> Exercise details: Give the items below as a two-column CSV with the header item_text,answer and one row per item. Put each item's text and its answer in a single quoted field, with line breaks replaced by spaces.

·····

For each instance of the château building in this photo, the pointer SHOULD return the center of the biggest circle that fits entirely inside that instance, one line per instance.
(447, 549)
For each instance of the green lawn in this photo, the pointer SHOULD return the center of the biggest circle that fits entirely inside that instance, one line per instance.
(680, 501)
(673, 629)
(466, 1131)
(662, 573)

·····

> Expected output:
item_text,answer
"For each instance of the château building in this photo, the pointer SHOULD return the center of the biggest circle that fits entirely inside that instance, one line per instance.","(447, 549)"
"For each instance of the green lawn in this photo, the pointer SHOULD return the center of the biggest circle that fits entirely inside that instance, one line per instance.","(680, 501) (673, 629) (466, 1131) (662, 573)"